* BEGIN DATA PROVIDED *

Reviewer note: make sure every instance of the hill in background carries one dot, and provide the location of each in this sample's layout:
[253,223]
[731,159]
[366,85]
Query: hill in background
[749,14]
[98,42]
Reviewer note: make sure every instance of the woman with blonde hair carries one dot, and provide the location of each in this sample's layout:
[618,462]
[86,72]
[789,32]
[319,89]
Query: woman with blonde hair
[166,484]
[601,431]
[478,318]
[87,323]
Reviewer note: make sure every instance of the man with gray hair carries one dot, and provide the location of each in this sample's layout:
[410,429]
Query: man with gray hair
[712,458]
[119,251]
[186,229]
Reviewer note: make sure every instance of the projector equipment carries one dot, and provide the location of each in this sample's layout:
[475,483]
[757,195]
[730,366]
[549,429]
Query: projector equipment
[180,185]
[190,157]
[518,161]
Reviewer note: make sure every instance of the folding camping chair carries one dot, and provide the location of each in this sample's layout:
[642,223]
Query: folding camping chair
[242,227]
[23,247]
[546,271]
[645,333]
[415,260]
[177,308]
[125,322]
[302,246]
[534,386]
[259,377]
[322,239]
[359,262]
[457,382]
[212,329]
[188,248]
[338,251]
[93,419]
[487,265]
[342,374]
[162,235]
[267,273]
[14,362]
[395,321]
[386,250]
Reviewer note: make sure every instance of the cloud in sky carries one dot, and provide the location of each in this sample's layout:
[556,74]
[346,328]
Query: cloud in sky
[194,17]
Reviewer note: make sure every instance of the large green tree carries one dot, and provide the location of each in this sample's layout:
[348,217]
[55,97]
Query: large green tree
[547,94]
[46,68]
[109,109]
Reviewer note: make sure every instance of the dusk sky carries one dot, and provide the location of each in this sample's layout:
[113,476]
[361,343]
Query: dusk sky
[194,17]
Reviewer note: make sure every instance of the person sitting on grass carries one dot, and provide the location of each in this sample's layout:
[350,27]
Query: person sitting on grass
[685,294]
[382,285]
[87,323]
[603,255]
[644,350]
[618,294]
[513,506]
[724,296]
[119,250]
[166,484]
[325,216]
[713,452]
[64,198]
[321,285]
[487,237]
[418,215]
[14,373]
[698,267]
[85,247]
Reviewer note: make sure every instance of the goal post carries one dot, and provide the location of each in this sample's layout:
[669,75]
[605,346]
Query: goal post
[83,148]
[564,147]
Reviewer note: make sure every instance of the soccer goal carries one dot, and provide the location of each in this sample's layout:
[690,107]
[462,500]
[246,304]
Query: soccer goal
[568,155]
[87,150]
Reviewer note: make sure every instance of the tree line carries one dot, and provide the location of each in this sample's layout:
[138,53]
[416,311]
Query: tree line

* END DATA PROVIDED *

• **THE EXERCISE**
Would you reproduce the material above in full, exactly as given?

• **REPLY**
Reviewer note: make sure every instance of the hill in background carries one dot, and provide the location of each in this sample's layout:
[253,223]
[731,159]
[366,85]
Query: hill in background
[749,14]
[98,42]
Reviewer note: make sure every instance of the woman with blonde hair carries one dot, and provide the location of each in this sample's layout:
[618,462]
[86,72]
[789,32]
[319,89]
Query: woman with blonde hair
[166,484]
[601,431]
[478,318]
[87,323]
Reviewer note: make sure every instance of the man with gray hair carries one dot, and provide the location of each in this sample's layout:
[410,429]
Query: man with gray hair
[712,458]
[119,251]
[186,229]
Reviewer note: make sure every instance of the projector equipment carries one dot, and provide the location of each in this sample's layout:
[475,483]
[757,195]
[730,366]
[549,429]
Query: projector equipment
[180,185]
[190,157]
[518,161]
Reviewer note: make sure every instance of the folding camping chair carries one dot, and provide the location of each in this sample's layout:
[642,223]
Query: folding camping chair
[242,227]
[23,247]
[546,271]
[645,333]
[415,260]
[177,308]
[125,322]
[302,246]
[534,386]
[259,377]
[322,239]
[359,262]
[457,382]
[212,329]
[188,248]
[338,251]
[93,419]
[487,265]
[342,374]
[162,235]
[267,273]
[14,362]
[395,321]
[386,250]
Reviewer note: make sure every instance of the cloud in sky carries one dot, and provide the location of each in this sample's layout:
[556,74]
[346,328]
Query: cloud in sky
[194,17]
Reviewer note: make sure every instance of the large green tree carries one dot, and provide the location of each in this sample's layout:
[348,217]
[55,97]
Query: large green tree
[547,94]
[46,68]
[109,109]
Reviewer note: make sure every instance of the dusk sky carries one dot, and provide the location of each in this sample's layout:
[113,476]
[361,343]
Query: dusk sky
[194,17]
Reviewer note: make sure every instance of the person sitting on grass carries one dot, and provide the location of each in this sample's layout:
[350,27]
Query: person sitting on grass
[685,294]
[382,285]
[87,323]
[603,255]
[644,350]
[618,294]
[513,506]
[724,296]
[119,250]
[166,484]
[325,216]
[713,452]
[64,198]
[321,285]
[487,237]
[418,215]
[14,373]
[698,267]
[85,247]
Reviewer note: make sure every instance of the goal post carries one dot, and provide the location of each in this sample's layout:
[669,75]
[605,346]
Query: goal post
[83,148]
[564,147]
Reviewer note: make sure every instance of the soccer goal carries one dot, and provide the location of each in this sample's layout:
[690,107]
[462,500]
[246,304]
Query: soccer goal
[568,155]
[87,150]
Reviewer note: make sure every instance of the tree line carries one dot, and provide the location of each in this sample's layout:
[138,53]
[416,311]
Query: tree line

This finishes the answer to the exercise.